_ASSIGNMENT_. Copy each line of the data below with the word "Category".

***** RECORDS SUPPLIED *****

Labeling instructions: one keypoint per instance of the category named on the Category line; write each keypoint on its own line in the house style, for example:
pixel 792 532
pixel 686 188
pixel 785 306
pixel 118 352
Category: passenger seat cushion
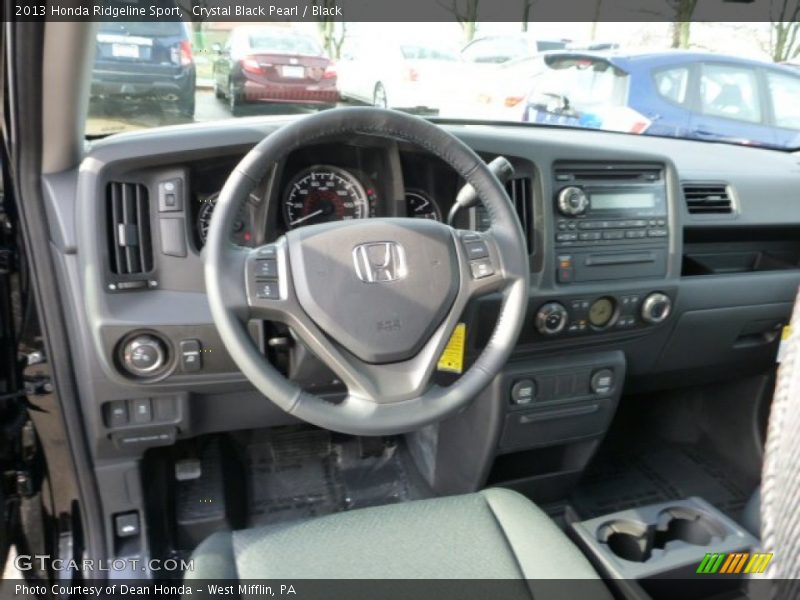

*****

_TASK SOLUTION_.
Labeling instructions: one keypoint per instance of the category named on the Category line; write each keypoint on its own line in the house style, for example:
Category: passenger seat cushion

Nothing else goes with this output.